• **Task**: Among the entries below, find the line with "Target: stone masonry wall", then quote it and each following line up to and including the line with "drop one pin per instance, shaped like <point>543,107</point>.", and nothing else.
┄┄┄┄┄┄
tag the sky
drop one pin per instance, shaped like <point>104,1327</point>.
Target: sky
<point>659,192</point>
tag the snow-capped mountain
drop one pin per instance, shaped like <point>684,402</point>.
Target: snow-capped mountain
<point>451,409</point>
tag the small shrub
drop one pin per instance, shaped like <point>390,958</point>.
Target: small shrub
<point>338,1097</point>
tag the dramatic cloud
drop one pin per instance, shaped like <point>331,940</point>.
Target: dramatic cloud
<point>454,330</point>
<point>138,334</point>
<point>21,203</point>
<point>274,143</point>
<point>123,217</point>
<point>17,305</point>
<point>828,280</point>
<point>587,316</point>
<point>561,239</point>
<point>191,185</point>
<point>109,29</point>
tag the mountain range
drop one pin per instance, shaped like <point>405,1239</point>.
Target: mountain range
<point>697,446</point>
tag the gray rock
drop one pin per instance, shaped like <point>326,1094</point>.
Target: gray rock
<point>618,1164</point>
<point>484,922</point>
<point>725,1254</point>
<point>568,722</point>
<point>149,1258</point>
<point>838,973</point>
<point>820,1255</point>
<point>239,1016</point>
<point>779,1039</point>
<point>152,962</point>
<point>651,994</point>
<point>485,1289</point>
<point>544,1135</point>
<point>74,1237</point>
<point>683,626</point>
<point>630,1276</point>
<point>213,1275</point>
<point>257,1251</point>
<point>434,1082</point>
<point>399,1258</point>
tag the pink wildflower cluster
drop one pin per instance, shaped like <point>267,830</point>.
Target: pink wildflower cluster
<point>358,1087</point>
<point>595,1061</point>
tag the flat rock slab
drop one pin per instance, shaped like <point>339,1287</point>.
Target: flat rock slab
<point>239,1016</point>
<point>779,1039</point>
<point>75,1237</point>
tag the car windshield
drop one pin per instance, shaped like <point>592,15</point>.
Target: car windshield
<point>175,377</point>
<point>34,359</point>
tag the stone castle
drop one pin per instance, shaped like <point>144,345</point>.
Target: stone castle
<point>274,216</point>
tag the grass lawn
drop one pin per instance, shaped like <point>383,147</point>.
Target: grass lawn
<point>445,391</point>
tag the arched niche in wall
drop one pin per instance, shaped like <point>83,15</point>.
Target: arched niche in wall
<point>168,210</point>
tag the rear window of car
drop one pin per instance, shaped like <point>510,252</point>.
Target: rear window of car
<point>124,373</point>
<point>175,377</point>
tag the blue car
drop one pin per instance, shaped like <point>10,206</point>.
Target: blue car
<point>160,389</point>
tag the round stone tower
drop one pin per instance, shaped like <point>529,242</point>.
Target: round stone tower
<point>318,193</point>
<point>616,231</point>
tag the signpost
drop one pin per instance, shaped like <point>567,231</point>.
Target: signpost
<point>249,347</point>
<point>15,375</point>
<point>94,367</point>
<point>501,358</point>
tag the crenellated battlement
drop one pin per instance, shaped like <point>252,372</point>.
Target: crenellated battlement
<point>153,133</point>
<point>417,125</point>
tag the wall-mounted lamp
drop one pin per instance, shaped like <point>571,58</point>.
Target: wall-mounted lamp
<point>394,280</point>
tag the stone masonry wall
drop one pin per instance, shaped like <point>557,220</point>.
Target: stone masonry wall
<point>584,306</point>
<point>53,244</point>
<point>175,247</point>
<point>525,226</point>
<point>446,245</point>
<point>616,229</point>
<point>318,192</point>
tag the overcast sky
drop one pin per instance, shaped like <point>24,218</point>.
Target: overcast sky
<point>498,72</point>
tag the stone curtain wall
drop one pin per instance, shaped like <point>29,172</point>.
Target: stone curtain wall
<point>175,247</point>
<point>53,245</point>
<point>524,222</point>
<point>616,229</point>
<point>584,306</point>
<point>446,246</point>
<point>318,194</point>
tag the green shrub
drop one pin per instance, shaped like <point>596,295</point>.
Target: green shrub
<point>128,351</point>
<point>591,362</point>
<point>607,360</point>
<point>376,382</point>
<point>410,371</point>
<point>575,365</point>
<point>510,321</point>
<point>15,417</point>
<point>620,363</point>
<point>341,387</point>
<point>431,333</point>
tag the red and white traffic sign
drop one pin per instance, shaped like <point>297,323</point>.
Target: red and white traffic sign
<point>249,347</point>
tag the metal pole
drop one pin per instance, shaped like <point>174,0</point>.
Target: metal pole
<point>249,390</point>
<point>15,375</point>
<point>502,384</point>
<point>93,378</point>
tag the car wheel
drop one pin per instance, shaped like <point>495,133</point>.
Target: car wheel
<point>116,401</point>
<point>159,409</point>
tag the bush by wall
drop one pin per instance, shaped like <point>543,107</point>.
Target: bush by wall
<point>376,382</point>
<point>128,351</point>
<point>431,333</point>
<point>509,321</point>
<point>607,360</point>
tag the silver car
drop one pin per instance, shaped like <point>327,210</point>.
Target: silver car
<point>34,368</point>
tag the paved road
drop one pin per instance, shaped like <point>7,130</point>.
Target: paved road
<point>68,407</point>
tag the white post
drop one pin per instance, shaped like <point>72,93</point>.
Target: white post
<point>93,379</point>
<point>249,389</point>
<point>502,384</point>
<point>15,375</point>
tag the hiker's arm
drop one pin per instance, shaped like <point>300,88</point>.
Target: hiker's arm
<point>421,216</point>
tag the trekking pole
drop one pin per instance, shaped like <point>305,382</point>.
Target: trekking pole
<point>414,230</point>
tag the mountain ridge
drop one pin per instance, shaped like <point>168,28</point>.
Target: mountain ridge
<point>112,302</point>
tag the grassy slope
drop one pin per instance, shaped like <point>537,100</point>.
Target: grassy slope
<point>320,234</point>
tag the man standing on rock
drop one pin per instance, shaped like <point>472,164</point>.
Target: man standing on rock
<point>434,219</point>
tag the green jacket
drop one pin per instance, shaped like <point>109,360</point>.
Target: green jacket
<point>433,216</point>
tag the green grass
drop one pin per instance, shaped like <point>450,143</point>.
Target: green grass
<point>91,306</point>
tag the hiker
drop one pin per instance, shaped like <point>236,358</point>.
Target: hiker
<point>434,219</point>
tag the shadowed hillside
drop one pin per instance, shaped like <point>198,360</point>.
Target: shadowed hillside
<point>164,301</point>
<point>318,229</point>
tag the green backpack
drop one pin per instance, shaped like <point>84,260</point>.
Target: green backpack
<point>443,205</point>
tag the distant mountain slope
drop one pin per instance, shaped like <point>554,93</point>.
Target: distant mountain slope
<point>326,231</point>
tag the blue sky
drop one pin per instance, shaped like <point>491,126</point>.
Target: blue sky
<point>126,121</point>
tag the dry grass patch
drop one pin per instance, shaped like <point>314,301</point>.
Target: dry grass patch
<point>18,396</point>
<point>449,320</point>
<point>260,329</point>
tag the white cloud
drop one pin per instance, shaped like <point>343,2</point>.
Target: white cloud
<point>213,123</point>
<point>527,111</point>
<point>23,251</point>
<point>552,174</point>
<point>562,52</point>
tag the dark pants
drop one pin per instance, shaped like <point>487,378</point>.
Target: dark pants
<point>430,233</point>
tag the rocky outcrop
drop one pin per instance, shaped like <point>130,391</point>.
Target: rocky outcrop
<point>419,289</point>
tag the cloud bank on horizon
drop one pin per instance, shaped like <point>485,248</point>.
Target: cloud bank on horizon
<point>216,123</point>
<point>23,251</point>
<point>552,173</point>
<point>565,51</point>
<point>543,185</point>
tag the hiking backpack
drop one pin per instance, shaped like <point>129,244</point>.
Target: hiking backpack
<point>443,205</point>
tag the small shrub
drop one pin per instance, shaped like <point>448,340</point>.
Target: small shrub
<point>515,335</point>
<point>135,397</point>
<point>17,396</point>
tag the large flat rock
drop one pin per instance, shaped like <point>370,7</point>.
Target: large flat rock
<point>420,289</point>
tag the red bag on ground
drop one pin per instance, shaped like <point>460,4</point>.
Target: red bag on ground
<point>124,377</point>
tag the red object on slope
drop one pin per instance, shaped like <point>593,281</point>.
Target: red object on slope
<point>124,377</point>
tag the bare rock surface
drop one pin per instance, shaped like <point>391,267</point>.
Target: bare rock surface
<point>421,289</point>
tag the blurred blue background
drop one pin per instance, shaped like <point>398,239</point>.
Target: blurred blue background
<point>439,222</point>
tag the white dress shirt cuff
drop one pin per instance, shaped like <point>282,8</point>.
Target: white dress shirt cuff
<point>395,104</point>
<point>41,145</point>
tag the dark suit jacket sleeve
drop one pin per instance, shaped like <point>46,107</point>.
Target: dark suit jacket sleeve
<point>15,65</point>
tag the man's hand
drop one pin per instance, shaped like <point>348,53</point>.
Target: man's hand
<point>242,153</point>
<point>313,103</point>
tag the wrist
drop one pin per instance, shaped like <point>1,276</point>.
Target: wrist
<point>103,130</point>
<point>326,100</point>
┄┄┄┄┄┄
• **Response to the task**:
Target: stone masonry wall
<point>584,306</point>
<point>53,244</point>
<point>175,247</point>
<point>525,226</point>
<point>446,245</point>
<point>616,229</point>
<point>318,192</point>
tag the overcast sky
drop one pin per instance, shaped like <point>24,218</point>.
Target: overcast sky
<point>498,72</point>
tag the stone curtain wall
drop one pin per instance, shaped like <point>29,172</point>.
Target: stone curtain wall
<point>175,247</point>
<point>53,245</point>
<point>524,222</point>
<point>616,229</point>
<point>584,306</point>
<point>446,246</point>
<point>318,194</point>
tag the green shrub
drop one pin per instance, shaped like <point>596,295</point>.
Target: green shrub
<point>128,351</point>
<point>591,362</point>
<point>607,360</point>
<point>376,382</point>
<point>410,371</point>
<point>575,365</point>
<point>510,321</point>
<point>15,417</point>
<point>620,363</point>
<point>341,387</point>
<point>431,333</point>
tag the red and white traffic sign
drop one pin per instance, shaped like <point>297,323</point>.
Target: red and white traffic sign
<point>249,347</point>
tag the metal pole
drop one pin per instance, shaped like <point>174,0</point>.
Target: metal pole
<point>249,390</point>
<point>15,375</point>
<point>502,384</point>
<point>93,378</point>
tag the car wheel
drop one pin per instance, shaped like <point>495,133</point>.
Target: car wheel
<point>116,401</point>
<point>159,409</point>
tag the bush by wall
drop one pin per instance, shaped like <point>543,107</point>.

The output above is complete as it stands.